Selasa, 02 Oktober 2007

berdakwah dengan menuturkan kisah

majalah hidayah edisi 75 oktober 2007

Dai memang identik penerus (pewaris) para nabi. Tak salah, jika setiap da`i pun memiliki kewajiban berat untuk meneruskan tugas agung meneladani jalan para nabi untuk menyampaikan risalah tauhid, juga mengajak umat Islam berbuat kebaikan dan juga meninggalkan kejahatan.

Tentu saja, peran itu tidak gambang! Pasalnya, jika setiap dai kemudian menyampaikan risalah agama tanpa metode, bisa-bisa cemarah yang disampaikan itu tidak akan membekas dan bahkan tak menyentuh kaldu.

Tak pelak, jika tugas da`i harus ditunjang dengan metode yang mumpuni agar dakwah yang digemakan tak monoton, menjemukan atau masuk telinga kanan lantas keluar telinga kiri. Karena itulah, setiap da`i membutuhkan metode yang lentur, jitu dan sentuhan lain. Salah satu sentuhan dari metode dakwah itu adalah dengan menuturkan kisah-kisah.
:::::
= Perintah Tugas 1 =
Pada entri, salin ulang baris mulai dari baris yang memuat "Every instance of the fish dorsal" dan berhenti setelah baris yang memuat "[[512, 98]]", dengan mengganti "single dot" menjadi "single marker" tanpa mengubah bagian lainnya.
Kutipan di atas dan entri berikut diambil dari sumber yang berbeda.
:::::
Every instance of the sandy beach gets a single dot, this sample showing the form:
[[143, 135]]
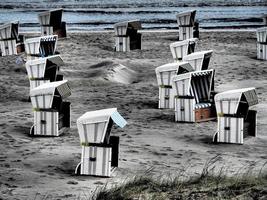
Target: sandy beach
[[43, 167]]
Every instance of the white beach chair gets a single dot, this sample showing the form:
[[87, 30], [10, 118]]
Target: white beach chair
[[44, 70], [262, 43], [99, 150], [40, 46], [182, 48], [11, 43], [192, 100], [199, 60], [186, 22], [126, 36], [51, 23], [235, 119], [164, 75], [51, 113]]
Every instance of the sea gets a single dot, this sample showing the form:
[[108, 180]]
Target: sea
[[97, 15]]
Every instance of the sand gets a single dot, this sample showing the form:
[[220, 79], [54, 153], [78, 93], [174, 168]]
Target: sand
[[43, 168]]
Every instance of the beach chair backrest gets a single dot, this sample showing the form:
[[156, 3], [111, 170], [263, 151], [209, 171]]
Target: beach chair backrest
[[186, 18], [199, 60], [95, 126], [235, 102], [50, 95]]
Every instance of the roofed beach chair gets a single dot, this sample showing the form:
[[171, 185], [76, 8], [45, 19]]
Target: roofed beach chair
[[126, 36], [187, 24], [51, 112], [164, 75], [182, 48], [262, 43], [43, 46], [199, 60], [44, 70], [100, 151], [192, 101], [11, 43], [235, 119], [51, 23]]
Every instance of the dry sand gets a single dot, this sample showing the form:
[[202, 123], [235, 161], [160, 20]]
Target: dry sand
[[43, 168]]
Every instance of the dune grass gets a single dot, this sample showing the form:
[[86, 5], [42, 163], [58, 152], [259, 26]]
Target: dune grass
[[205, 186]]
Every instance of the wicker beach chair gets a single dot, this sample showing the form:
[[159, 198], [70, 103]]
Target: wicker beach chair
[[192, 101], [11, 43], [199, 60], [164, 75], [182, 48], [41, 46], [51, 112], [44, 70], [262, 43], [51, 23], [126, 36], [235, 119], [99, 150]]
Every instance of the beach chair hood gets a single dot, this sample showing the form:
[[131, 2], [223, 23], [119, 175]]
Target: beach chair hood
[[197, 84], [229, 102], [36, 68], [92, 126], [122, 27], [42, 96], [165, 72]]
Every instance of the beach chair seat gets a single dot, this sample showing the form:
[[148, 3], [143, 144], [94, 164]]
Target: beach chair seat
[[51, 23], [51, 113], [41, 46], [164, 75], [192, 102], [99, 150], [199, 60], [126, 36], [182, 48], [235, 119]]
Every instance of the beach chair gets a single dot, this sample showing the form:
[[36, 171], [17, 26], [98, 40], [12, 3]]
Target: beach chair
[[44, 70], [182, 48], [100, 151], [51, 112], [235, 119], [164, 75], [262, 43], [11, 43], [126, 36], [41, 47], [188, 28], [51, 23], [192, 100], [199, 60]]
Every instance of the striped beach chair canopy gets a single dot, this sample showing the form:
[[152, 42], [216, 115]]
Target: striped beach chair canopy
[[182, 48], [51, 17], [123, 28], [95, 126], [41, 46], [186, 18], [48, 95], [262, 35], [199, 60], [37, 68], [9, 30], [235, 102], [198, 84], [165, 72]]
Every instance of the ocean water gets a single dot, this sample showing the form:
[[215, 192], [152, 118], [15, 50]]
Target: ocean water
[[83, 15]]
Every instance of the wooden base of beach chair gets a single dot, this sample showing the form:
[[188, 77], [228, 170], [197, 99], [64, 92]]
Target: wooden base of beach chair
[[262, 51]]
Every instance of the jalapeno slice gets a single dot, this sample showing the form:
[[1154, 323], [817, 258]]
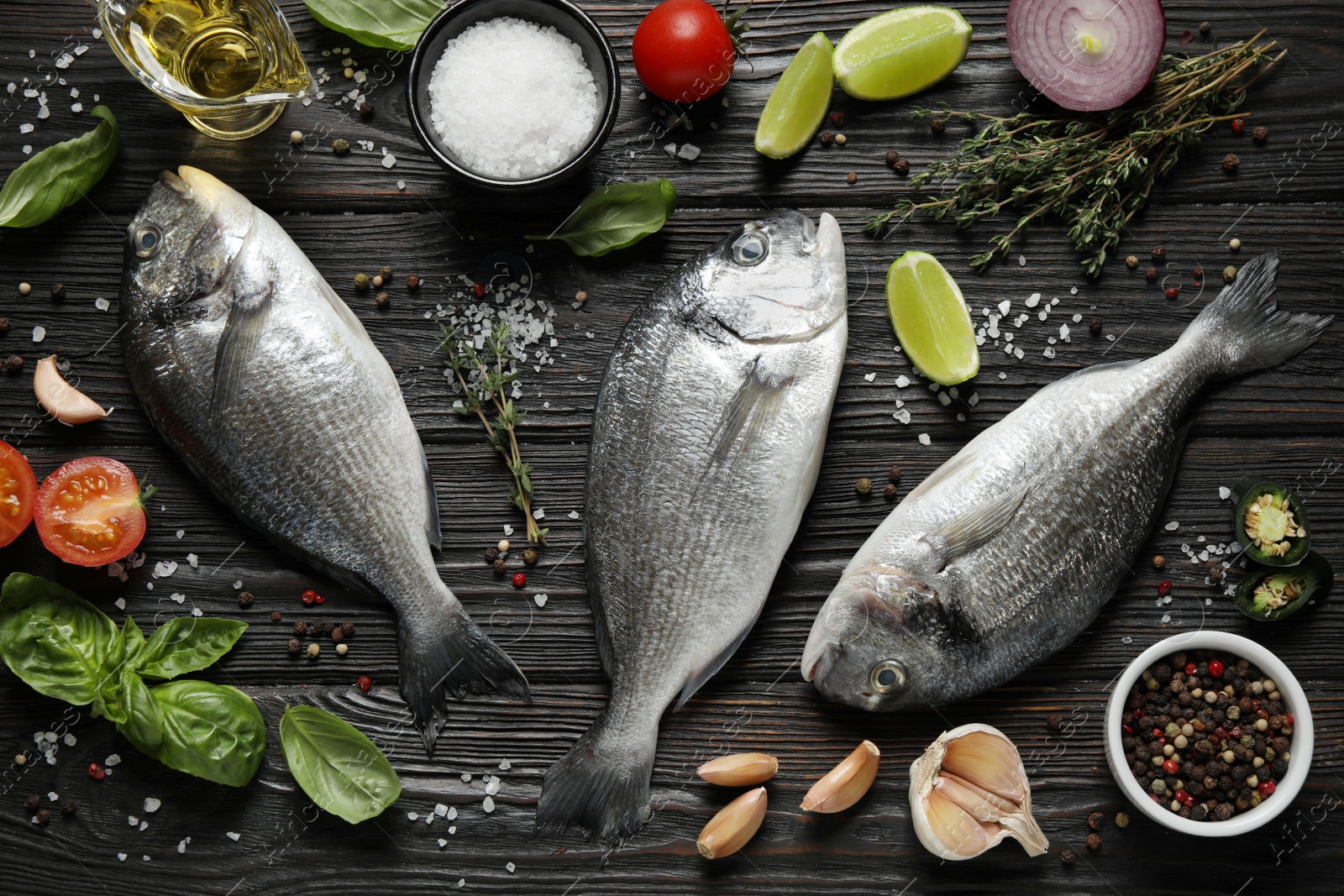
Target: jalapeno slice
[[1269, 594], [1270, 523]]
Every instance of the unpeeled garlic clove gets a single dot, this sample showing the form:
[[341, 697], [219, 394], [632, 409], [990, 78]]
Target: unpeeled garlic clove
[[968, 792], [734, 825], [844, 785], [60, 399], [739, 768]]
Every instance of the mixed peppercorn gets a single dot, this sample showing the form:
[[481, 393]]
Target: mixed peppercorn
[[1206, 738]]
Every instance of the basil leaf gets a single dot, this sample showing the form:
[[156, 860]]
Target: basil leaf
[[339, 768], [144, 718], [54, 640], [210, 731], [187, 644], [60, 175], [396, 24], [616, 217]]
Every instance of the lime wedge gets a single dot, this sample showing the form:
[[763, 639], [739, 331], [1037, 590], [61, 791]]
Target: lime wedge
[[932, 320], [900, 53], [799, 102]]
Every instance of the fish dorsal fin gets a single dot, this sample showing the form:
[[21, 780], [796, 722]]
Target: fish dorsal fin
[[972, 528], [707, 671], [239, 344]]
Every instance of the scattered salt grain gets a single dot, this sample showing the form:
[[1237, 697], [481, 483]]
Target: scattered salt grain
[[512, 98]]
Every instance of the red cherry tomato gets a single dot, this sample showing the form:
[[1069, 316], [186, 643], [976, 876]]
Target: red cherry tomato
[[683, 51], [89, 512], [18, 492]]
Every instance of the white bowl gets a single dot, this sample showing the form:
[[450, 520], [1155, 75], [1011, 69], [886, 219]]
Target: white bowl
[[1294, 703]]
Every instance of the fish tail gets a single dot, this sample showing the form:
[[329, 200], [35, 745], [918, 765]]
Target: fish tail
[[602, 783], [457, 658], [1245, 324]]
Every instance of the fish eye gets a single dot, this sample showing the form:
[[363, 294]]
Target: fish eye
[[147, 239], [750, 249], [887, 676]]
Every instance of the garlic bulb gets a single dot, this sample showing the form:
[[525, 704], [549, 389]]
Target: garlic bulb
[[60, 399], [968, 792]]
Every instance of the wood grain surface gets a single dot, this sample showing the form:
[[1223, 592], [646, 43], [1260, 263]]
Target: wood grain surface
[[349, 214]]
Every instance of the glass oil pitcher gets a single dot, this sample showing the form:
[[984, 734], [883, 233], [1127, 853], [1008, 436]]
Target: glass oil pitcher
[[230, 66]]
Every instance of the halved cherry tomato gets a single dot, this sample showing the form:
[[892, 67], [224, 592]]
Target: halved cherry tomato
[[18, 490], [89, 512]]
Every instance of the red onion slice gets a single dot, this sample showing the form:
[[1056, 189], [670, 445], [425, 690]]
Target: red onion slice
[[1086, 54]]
:::::
= Perintah Tugas 2 =
Tulis ulang tanpa perubahan bagian kutipan tentang dakwah, mulai pada kata-kata "berdakwah dengan menuturkan" dan berhenti setelah "tak menyentuh kaldu.".

= Jawaban Benar 1 =
Every instance of the fish dorsal fin gets a single marker, this sample showing the form:
[[21, 780], [796, 722]]
Target: fish dorsal fin
[[972, 528], [707, 671], [239, 344]]
Every instance of the scattered salt grain gets a single marker, this sample showing the form:
[[1237, 697], [481, 483]]
Target: scattered salt grain
[[512, 98]]

= Jawaban Benar 2 =
berdakwah dengan menuturkan kisah

majalah hidayah edisi 75 oktober 2007

Dai memang identik penerus (pewaris) para nabi. Tak salah, jika setiap da`i pun memiliki kewajiban berat untuk meneruskan tugas agung meneladani jalan para nabi untuk menyampaikan risalah tauhid, juga mengajak umat Islam berbuat kebaikan dan juga meninggalkan kejahatan.

Tentu saja, peran itu tidak gambang! Pasalnya, jika setiap dai kemudian menyampaikan risalah agama tanpa metode, bisa-bisa cemarah yang disampaikan itu tidak akan membekas dan bahkan tak menyentuh kaldu.